Please lay out the data below as a numbered list, one line per item, skipping any blank lines and leaving the pictures out.

[SUPPLIED ENTRIES]
- - -
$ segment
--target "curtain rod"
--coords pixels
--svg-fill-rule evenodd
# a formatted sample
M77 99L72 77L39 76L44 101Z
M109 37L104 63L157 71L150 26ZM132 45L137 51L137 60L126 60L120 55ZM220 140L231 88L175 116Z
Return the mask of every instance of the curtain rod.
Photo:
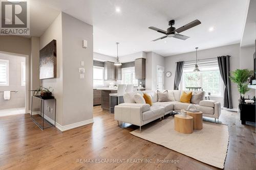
- - -
[EXERCISE SOLUTION]
1. $ segment
2. --target "curtain rod"
3. --coords pixels
4. --svg-fill-rule evenodd
5. # a formatted sample
6. M77 99L72 77L39 76L44 101Z
7. M109 37L104 63L157 71L150 26ZM132 45L137 51L137 60L126 60L120 55ZM220 140L231 88L175 116Z
8. Return the mask of every instance of the curtain rod.
9. Photo:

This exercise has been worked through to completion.